_課題 A_. 情報管理と輪郭に関する文章によると、一つの情報を一つの入れ物に所属させる「階層構造」一般の問題は、何という名前で知られていますか。
_課題 B_. 情報管理と輪郭に関する文章を最後の文の後から引き継ぎ、続きを書きなさい。

_読解文_.
その輪郭を,自由に“保存”出来たらどうだろうか。輪郭の中にまた輪郭を作ることも出来る。一つの輪郭は,他の無数の輪郭を含むものであると同時に,他の無数の輪郭に含まれるものになる。そのようにして,“世界を捉える”ことは出来ないだろうか。さらに,この考え方をコンピューティングに応用することで,従来の情報管理が抱えていた問題を解決出来るのではないか。ここからデライトの輪郭という仕組みが生まれた。
例えば,ファイルをフォルダ(ディレクトリ)という入れ物で分類管理する仕組みは広く使われているものの,人間が頭の中で扱っているようには情報を扱えない。一つの物事をどこに分類するかは,見方によっていかようにも変わりうるからだ。これは,一つの情報を一つの入れ物に所属させるような「階層構造」一般の問題(こうもり問題)としてよく知られている。
他方,こうした問題を解決するため,より柔軟な「ネットワーク構造」(グラフ構造とも)を利用した仕組みも広く使われている。Wikipedia などで利用されているウィキはその代表例だ。ウィキは,ウェブのハイパーリンクという仕組みを最大限に活かし,縦横無尽にリンクを張り巡らしながら情報を整理出来るように設計されている。しかし,こうした技術も万能ではない。柔軟な分,散漫・乱雑になりがちで,焦点を絞って情報をまとめることには向いていない。

_データ一覧_.

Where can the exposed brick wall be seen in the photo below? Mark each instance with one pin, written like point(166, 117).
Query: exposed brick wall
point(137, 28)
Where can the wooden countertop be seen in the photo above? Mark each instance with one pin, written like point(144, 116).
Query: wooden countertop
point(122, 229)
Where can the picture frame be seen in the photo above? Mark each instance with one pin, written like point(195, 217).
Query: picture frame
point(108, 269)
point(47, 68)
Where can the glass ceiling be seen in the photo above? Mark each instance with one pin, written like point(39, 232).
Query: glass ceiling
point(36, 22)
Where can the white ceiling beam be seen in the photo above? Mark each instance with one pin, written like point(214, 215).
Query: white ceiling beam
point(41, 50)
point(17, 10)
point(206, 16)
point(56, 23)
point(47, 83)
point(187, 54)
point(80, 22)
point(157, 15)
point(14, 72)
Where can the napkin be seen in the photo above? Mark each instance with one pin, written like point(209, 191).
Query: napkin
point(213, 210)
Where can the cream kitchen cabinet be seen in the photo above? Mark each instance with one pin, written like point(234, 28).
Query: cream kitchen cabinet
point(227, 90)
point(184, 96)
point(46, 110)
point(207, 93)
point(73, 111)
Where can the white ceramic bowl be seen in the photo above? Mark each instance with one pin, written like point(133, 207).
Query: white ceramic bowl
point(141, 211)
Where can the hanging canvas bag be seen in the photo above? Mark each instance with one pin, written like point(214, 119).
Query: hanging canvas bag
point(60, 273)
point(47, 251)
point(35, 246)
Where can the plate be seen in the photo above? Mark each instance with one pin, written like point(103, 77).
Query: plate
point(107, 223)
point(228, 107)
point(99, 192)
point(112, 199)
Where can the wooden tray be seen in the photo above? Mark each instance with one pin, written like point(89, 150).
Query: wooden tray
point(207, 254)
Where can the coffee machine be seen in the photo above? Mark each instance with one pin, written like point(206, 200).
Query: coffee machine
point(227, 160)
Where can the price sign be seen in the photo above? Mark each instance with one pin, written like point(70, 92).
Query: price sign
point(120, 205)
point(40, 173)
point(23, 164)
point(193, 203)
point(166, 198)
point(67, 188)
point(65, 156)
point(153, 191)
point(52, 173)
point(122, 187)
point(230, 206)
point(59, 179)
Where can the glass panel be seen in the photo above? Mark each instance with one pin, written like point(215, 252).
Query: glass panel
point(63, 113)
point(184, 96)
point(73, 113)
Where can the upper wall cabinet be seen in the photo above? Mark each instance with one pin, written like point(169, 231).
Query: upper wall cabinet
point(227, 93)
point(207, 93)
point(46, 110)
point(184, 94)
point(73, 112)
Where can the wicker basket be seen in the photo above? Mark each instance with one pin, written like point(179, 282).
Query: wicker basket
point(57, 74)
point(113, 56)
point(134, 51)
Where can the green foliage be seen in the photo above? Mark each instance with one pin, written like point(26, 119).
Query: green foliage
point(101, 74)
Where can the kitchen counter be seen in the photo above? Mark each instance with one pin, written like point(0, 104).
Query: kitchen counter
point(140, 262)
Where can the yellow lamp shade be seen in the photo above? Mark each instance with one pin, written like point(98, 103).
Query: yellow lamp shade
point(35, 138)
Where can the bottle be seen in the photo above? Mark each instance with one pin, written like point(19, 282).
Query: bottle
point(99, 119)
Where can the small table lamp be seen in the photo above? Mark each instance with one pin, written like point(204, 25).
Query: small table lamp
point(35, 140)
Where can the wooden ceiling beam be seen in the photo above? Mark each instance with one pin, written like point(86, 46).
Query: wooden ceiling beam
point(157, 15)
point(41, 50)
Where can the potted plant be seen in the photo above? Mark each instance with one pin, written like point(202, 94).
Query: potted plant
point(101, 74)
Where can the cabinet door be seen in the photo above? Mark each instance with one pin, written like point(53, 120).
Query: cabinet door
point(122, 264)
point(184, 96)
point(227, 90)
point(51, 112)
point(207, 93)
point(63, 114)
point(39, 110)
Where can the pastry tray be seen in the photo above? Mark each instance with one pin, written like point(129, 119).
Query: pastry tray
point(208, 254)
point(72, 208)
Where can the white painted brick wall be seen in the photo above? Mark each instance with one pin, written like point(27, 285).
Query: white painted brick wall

_解答 A_. こうもり問題として知られています。

_解答 B_.
輪郭による「輪郭構造」なら,両方の利点を上手く共存させることが出来る。輪郭はいわば「宙に浮いている輪っか」なので,階層構造を持つフォルダのような入れ物とみなすことも出来るし,輪郭同士の関係はネットワーク構造のように柔軟だ。以前適当に作った雑なものだが,下図を見ればなんとなくは分かるかもしれない。
一般に,階層構造は少量の情報を明確にまとめることに向き,ネットワーク構造は多量の情報を緩やかにつなげることに向く。
ウィキなどで作られる情報のネットワーク構造は,しばしば,脳の神経細胞群が作る構造に似ていると言われる。情報同士のネットワーク状の結び付き,という大きな括りではその通りだ。しかし,脳はただ漫然とネットワークを広げているわけではない。脳科学・神経科学でも,神経細胞の結び付きには強度差があると考えられている。つまり,脳は優先順位を整理しながら情報をつなげている。「輪郭」を使ってデライトが再現しようとしているのは,この「まとめながらつなげる」脳の機能だ。
進化の観点から考えれば,動物の脳は,環境に合わせて情報を蓄積し,状況に合わせて有用な情報を素早く引き出せるように出来ていなければならない。もちろん生存のためにだ。どれだけたくさん情報を蓄えられても,必要な時に上手く引き出せなければ意味が無いわけだ。大昔から限界が知られている階層構造が,それでも必要とされ続けているのは,情報に優先順位を付けて整理していく,という脳の機能がとらえやすい構造だからだ。
個人知識管理(PKM)の分野でも,ネットワーク構造を活かしたウィキと並んで,階層構造で情報を整理していくアウトライナー(アウトライン プロセッサー)と呼ばれるものがよく使われている。非常に興味深いことに,この二つを抱き合わせたツールが近年のトレンドの一つだ(Roam Research,Obsidian など)。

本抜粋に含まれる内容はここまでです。